--- Begin DATA SECTION ---
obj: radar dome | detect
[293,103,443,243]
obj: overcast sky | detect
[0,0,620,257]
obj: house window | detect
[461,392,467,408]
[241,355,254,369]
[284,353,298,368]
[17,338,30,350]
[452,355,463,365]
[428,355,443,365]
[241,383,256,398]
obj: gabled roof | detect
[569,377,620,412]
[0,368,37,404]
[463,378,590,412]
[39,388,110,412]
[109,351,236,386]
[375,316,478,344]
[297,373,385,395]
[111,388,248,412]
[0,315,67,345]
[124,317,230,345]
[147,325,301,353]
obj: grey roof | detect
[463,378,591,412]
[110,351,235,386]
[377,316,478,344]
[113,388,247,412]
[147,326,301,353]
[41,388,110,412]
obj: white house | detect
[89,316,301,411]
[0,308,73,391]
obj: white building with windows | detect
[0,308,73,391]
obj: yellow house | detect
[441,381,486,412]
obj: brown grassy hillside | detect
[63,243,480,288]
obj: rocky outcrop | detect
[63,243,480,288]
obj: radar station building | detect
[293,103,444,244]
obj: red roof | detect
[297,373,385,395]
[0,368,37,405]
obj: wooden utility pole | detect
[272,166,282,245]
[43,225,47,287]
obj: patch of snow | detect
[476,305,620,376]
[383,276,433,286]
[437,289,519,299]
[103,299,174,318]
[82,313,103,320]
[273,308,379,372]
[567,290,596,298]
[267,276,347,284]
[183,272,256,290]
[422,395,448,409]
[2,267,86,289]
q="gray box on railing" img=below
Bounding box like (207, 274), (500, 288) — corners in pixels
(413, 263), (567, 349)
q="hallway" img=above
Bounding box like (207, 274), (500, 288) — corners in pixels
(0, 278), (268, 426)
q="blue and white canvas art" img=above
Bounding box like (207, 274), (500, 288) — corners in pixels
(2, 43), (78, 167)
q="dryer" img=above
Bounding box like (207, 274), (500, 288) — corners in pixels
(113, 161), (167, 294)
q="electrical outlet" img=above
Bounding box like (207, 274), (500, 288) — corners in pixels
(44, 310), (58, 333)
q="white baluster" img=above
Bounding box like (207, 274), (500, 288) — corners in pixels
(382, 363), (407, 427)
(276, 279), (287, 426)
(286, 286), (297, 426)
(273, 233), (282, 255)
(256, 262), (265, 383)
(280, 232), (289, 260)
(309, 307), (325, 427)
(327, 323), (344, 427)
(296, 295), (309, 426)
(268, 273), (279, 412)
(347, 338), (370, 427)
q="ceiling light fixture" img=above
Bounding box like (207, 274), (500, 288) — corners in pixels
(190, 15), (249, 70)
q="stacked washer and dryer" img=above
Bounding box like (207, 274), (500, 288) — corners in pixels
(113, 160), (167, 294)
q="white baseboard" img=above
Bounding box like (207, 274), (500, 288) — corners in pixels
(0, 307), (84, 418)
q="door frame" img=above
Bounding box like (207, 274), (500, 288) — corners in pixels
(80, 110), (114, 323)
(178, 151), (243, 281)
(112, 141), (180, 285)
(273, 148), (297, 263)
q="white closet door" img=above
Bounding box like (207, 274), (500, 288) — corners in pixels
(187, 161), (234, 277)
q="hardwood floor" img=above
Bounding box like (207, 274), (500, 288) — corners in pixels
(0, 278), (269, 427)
--- End DATA SECTION ---
_EXERCISE INSTRUCTIONS_
Quote, character for character, everything from the very start of the material above down to and including the line that contains "(44, 310), (58, 333)".

_EXERCISE SOLUTION_
obj: radar dome | detect
[293,103,443,243]
obj: overcast sky | detect
[0,0,620,257]
obj: house window | detect
[461,392,467,408]
[241,355,254,369]
[284,353,298,368]
[17,338,30,350]
[452,355,463,365]
[428,355,443,365]
[241,383,256,398]
obj: gabled roof | detect
[569,377,620,412]
[0,368,37,404]
[463,378,590,412]
[39,388,110,412]
[109,351,236,386]
[375,316,478,344]
[297,373,385,395]
[111,388,248,412]
[0,315,67,345]
[124,317,230,345]
[147,325,301,353]
obj: grey roof | detect
[463,378,591,412]
[110,351,235,386]
[377,316,478,344]
[113,388,247,412]
[147,326,301,353]
[41,388,110,412]
obj: white house | detect
[89,316,301,411]
[0,308,73,391]
obj: white building with windows | detect
[0,308,73,391]
obj: yellow house | detect
[441,381,486,412]
obj: brown grassy hillside | detect
[63,243,480,288]
obj: rocky outcrop | detect
[63,243,480,288]
obj: radar station building | detect
[293,103,444,244]
obj: red roof | detect
[297,373,385,395]
[0,368,37,405]
obj: wooden utility pole | detect
[272,166,282,245]
[43,225,47,287]
obj: patch of snow | detect
[476,305,620,376]
[383,276,433,286]
[437,289,519,299]
[103,299,174,318]
[82,313,103,320]
[273,308,379,372]
[567,290,596,298]
[267,276,347,284]
[183,272,256,290]
[422,395,448,409]
[2,267,86,289]
q="gray box on railing" img=below
Bounding box like (207, 274), (500, 288) — corners in pixels
(413, 263), (567, 349)
q="hallway" img=above
Bounding box like (207, 274), (500, 288) — corners in pixels
(0, 278), (268, 426)
q="blue and white canvas art" img=above
Bounding box like (207, 274), (500, 288) — corners in pixels
(2, 43), (78, 167)
q="dryer" img=above
Bounding box like (207, 274), (500, 288) — corners in pixels
(113, 161), (167, 294)
q="electrical outlet" img=above
Bounding box like (207, 274), (500, 288) — corners in pixels
(44, 310), (58, 333)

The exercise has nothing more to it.